* **WHAT IS BEING ASKED**
Copy the lines below word for word, starting at the line that contains "Can you find the woman's face" and ending with the final line.

* **Lines from a pointing dataset**

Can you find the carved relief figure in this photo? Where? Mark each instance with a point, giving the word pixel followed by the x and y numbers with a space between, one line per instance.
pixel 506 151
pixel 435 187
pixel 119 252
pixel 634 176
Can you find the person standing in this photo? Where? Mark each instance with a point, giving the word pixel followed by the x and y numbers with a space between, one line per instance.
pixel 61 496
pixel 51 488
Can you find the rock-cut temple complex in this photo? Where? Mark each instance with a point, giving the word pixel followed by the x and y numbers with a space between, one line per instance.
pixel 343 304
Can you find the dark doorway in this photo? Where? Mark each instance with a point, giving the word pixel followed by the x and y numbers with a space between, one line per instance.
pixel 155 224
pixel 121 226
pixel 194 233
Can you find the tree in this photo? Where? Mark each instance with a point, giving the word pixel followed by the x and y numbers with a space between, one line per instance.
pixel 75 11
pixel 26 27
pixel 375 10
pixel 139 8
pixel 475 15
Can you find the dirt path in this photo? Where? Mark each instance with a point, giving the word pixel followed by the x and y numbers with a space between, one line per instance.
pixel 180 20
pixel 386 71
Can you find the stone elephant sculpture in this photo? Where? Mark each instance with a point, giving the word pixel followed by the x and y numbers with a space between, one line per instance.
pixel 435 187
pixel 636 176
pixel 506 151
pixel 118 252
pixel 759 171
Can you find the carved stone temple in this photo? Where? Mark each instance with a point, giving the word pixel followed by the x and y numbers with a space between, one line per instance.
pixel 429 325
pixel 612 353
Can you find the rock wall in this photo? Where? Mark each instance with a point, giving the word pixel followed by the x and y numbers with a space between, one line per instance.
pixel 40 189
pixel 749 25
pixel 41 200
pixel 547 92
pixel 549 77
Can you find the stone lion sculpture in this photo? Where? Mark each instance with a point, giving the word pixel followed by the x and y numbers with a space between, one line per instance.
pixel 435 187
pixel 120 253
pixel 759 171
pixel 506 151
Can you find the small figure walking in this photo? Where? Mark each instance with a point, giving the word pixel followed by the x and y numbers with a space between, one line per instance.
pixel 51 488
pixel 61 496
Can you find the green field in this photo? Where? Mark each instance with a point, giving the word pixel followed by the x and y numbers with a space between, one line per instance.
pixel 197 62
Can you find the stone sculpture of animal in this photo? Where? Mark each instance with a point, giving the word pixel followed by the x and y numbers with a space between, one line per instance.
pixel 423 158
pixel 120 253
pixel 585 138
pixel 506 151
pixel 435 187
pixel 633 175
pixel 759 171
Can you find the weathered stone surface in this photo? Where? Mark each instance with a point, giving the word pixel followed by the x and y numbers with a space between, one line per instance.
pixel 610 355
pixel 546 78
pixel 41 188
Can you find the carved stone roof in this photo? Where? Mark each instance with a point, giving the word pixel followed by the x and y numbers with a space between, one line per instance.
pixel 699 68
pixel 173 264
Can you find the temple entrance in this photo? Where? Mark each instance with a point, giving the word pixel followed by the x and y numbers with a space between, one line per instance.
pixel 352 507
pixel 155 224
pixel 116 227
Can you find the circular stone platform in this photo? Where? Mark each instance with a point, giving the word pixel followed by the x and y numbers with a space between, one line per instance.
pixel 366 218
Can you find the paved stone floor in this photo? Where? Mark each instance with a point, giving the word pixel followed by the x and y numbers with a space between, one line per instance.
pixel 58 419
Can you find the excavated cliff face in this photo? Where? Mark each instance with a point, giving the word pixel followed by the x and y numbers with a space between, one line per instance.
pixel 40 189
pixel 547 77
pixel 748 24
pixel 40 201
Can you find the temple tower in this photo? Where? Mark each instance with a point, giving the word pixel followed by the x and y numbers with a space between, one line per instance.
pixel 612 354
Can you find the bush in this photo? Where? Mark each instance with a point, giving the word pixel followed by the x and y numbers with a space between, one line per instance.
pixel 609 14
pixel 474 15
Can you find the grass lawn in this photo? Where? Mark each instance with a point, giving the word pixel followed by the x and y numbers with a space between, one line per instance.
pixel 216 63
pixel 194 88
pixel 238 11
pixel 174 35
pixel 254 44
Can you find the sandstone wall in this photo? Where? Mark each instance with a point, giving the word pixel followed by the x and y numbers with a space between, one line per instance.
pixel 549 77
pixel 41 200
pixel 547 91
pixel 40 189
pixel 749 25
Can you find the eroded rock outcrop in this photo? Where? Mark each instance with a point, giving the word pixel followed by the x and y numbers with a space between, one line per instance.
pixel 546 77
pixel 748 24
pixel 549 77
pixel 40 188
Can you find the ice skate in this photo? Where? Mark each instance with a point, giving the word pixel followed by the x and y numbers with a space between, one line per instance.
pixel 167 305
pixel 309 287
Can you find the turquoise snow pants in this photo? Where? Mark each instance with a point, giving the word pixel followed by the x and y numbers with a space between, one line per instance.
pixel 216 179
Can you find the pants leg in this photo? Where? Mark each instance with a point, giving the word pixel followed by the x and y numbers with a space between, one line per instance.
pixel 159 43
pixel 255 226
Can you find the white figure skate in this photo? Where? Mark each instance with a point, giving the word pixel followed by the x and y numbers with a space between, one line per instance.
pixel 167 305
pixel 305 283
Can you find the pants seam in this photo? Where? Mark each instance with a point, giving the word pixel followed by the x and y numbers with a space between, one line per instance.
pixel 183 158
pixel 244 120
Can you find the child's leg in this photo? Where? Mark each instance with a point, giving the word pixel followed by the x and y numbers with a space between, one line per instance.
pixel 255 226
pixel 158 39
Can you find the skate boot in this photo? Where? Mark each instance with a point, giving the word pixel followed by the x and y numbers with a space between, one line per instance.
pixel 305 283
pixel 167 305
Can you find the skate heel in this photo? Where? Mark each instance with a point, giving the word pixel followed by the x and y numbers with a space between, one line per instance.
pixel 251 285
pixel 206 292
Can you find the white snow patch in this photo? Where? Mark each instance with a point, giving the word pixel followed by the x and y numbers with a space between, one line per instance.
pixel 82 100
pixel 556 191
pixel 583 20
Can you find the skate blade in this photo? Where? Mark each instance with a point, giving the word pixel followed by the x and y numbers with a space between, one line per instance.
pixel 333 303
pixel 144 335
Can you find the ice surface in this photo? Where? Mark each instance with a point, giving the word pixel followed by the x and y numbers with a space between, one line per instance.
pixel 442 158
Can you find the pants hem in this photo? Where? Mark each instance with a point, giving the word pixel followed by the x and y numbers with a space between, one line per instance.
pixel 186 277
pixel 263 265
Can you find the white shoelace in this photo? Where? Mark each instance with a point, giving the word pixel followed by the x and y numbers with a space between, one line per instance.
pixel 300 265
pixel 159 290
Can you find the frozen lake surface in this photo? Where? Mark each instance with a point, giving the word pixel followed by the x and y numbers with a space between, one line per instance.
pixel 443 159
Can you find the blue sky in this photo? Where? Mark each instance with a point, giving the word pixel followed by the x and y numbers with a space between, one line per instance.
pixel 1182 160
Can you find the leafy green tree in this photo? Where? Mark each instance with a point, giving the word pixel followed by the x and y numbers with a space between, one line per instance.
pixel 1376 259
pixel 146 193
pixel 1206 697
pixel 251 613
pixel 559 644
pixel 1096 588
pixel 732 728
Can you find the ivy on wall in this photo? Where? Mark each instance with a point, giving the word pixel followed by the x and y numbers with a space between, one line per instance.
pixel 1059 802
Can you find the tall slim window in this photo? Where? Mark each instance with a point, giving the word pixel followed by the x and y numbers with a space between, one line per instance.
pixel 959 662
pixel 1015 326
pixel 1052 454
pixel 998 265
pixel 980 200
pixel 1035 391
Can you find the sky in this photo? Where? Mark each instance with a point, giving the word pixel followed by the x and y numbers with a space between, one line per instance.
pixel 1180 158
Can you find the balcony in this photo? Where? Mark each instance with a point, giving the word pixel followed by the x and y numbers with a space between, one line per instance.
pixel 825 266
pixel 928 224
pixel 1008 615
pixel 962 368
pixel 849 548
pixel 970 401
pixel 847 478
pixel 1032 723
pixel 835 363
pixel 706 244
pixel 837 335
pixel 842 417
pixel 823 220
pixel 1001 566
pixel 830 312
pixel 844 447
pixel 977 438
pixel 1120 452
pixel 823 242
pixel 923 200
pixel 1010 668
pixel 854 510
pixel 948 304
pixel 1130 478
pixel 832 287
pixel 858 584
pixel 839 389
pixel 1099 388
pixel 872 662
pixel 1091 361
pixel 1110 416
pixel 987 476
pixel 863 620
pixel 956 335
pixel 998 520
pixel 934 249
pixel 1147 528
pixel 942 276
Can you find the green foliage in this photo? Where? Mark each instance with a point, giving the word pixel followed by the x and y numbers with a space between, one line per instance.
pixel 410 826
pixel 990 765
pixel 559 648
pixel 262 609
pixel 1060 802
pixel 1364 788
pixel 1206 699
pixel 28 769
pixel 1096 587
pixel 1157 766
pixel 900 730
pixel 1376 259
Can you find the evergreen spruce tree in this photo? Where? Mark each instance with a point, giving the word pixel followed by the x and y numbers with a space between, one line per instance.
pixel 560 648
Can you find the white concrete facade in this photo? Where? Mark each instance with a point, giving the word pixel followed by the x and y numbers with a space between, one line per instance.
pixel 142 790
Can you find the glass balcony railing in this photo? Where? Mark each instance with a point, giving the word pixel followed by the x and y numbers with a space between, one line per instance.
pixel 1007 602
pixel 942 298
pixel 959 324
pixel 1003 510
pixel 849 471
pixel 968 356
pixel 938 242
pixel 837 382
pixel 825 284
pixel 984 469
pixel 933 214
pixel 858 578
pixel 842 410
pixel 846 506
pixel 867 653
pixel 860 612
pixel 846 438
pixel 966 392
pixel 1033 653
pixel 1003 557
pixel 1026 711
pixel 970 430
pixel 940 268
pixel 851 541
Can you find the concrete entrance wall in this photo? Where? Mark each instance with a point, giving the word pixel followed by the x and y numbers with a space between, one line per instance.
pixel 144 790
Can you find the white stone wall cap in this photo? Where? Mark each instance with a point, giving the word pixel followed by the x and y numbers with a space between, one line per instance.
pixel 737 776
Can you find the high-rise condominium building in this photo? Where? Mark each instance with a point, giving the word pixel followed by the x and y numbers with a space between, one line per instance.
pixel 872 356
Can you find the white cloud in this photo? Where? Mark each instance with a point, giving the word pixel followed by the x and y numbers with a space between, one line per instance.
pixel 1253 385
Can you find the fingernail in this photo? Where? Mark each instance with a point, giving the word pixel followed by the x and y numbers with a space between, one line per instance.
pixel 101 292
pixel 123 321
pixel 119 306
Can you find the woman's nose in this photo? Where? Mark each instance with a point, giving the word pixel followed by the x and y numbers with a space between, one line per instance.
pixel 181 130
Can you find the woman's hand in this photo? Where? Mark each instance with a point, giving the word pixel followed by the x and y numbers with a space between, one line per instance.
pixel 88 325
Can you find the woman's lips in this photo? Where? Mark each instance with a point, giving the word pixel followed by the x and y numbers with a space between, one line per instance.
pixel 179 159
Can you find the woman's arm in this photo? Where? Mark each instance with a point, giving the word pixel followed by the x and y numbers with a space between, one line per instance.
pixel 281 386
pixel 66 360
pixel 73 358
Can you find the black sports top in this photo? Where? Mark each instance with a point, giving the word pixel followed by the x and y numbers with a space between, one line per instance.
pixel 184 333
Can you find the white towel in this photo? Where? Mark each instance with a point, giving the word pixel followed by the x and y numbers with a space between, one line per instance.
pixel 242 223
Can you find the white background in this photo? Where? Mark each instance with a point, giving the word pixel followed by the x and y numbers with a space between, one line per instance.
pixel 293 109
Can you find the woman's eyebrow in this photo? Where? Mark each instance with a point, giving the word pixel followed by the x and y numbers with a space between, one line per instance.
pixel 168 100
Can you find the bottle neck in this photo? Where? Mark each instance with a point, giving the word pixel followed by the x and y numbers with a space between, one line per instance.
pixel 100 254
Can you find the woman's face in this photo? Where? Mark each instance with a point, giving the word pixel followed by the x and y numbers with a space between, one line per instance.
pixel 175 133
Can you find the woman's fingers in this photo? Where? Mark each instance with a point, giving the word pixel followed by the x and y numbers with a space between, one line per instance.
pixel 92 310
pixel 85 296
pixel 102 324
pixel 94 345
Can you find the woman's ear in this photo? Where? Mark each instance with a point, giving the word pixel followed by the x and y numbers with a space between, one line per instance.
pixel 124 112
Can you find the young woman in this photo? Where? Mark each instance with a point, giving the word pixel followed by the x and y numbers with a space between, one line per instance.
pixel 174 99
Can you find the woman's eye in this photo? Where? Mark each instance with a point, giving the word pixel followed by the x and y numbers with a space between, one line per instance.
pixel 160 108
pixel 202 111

* **RESULT**
Can you find the woman's face in this photo? Where? Mark each instance with a point, giving the word pixel followed by the x and y numbers with a space between, one line per instance.
pixel 175 133
Can you find the woman's fingers in this photo? Where? Mark each instance with a point, giving the word pixel followed by the x and y numbers with a space between, one line per instance.
pixel 92 310
pixel 85 296
pixel 102 324
pixel 94 345
Can you find the woman's ear in this photo? Where? Mark each instance with a point, giving the word pixel followed by the x and y numbers with a space between, one line per instance.
pixel 124 112
Can you find the young woman in this photo? Where? Mark each instance with a point, giving the word pixel followed by the x and y numbers with a space between, one line per instance.
pixel 174 99
Can you find the woman's eye in this photo? Where? Mark each instance with a point, giving the word pixel followed by the x and y numbers with a space between, one line per instance.
pixel 160 108
pixel 202 111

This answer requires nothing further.